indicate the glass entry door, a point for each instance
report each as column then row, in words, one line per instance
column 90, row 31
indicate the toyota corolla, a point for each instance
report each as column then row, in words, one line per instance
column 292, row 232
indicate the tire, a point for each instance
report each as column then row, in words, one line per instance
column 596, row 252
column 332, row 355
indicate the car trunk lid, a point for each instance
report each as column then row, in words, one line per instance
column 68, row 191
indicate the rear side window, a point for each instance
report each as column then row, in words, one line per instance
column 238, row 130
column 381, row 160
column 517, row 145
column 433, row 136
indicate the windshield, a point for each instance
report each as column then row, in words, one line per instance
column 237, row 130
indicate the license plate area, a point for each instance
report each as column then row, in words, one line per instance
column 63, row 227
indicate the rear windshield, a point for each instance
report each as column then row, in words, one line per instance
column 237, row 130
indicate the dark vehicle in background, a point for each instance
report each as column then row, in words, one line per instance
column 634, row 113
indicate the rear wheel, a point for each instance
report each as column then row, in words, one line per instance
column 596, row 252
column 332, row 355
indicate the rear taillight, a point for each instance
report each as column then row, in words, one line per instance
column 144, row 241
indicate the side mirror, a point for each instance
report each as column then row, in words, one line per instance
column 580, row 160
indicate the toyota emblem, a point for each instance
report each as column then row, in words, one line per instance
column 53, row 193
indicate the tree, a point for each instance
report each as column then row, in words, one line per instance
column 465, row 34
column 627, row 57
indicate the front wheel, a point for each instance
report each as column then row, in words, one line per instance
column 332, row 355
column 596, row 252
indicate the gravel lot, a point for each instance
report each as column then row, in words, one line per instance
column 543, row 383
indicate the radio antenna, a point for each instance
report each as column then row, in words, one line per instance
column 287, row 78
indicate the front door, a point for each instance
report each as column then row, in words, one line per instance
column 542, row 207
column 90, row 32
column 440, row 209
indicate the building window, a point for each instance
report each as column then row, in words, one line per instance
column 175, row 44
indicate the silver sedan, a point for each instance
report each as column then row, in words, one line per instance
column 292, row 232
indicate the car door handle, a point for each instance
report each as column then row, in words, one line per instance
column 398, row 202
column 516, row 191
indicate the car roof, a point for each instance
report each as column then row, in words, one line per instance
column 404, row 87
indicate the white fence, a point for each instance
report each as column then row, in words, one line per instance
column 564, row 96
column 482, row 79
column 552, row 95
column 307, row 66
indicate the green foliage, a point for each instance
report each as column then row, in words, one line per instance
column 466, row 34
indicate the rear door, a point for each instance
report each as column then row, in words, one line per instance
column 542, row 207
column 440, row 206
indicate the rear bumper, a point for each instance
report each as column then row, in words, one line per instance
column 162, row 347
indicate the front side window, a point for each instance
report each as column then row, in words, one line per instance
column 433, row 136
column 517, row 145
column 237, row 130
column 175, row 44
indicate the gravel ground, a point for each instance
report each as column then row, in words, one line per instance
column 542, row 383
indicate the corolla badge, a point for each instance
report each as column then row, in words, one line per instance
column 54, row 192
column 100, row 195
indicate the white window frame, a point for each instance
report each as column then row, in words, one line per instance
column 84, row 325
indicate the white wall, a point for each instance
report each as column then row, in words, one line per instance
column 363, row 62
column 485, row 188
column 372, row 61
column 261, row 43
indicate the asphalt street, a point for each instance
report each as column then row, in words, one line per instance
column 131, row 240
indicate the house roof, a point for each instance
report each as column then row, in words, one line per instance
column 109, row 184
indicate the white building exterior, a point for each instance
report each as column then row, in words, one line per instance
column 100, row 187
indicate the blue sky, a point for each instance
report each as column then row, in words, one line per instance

____________________

ASSIGNMENT:
Search the material above for the string "window". Show every line that holds it.

RESPONSE TO THIS EXERCISE:
indicate the rear side window, a point for each instance
indicate the building window, a point for each instance
indicate the front side window, a point for each instance
indicate the white window frame, a point for each instance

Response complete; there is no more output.